→ PROBLEM DESCRIPTION: Collect every line in the items below that contains the word "rocky", and copy each of those lines in full. Case counts.

→ SOURCE MATERIAL:
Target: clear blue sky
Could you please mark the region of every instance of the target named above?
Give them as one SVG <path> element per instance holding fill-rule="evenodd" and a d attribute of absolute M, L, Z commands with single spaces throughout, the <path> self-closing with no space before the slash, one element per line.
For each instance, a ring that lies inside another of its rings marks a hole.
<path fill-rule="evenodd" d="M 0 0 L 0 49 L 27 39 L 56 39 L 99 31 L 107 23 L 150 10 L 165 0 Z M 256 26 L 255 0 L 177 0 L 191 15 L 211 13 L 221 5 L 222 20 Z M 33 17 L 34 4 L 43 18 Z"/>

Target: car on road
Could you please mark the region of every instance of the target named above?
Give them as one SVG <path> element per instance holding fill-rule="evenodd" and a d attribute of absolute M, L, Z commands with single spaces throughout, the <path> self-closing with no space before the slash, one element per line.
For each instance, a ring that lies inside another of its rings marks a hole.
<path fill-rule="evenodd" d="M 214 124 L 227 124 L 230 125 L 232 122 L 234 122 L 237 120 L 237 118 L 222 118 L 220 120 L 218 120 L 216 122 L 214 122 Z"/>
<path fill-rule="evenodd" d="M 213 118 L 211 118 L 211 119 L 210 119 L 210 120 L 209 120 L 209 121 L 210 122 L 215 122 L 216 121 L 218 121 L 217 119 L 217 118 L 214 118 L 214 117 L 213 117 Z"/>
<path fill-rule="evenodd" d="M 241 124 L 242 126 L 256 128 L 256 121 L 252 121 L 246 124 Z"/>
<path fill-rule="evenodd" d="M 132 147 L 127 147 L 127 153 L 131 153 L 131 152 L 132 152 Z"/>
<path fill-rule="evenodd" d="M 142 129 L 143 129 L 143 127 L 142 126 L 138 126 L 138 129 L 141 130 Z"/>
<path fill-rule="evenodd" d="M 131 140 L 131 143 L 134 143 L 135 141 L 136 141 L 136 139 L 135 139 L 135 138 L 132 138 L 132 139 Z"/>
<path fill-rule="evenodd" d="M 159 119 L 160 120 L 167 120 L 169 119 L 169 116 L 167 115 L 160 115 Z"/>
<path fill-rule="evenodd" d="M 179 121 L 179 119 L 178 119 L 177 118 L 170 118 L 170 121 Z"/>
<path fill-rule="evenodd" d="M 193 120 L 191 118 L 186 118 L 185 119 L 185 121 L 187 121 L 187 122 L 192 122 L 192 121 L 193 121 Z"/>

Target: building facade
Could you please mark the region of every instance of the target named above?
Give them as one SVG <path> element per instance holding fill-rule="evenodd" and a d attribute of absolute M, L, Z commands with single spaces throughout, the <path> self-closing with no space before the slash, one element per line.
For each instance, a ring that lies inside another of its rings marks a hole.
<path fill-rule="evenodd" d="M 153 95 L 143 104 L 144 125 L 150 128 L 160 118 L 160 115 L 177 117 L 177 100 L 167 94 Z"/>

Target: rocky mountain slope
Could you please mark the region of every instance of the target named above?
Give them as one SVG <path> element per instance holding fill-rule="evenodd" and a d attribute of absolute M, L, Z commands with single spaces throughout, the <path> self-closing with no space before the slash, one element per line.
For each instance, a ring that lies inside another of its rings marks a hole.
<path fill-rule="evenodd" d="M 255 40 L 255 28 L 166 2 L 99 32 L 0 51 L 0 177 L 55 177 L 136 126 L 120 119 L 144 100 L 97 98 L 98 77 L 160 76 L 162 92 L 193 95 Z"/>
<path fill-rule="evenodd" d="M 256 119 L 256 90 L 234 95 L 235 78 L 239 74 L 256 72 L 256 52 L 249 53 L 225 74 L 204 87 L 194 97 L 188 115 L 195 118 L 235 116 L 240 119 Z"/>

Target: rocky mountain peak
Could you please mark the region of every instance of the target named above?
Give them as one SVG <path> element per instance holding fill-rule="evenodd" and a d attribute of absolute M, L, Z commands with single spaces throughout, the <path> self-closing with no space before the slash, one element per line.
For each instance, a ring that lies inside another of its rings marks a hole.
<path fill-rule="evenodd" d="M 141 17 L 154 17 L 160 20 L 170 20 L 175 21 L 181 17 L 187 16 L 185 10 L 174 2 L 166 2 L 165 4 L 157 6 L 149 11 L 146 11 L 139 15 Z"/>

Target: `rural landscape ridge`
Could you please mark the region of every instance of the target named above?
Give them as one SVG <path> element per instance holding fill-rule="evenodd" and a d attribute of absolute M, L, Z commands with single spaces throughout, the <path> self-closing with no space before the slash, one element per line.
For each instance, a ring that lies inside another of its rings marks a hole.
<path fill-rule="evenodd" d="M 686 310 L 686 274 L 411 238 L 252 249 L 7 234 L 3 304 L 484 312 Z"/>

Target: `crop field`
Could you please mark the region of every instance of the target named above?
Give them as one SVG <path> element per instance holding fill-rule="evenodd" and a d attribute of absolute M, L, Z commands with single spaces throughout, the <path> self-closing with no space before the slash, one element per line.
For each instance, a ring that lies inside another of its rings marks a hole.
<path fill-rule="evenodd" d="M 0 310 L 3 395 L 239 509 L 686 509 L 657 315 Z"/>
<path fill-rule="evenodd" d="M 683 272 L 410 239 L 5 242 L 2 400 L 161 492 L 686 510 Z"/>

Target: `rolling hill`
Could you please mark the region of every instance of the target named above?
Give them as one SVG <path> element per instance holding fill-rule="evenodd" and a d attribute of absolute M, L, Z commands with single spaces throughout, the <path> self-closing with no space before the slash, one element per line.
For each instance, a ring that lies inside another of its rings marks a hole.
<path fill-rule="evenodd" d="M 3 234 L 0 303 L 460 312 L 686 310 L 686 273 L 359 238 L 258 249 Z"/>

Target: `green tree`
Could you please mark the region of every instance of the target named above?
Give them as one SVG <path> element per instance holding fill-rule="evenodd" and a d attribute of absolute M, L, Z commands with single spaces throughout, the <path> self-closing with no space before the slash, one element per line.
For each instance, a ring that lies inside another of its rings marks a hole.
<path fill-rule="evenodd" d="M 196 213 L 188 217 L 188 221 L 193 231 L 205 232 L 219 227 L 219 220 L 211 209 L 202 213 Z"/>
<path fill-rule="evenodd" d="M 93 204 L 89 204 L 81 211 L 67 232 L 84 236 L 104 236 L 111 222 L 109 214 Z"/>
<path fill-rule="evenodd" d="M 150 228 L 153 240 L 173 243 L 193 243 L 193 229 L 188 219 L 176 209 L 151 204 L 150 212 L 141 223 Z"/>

→ SOLUTION:
Target: rocky mountain slope
Target: rocky mountain peak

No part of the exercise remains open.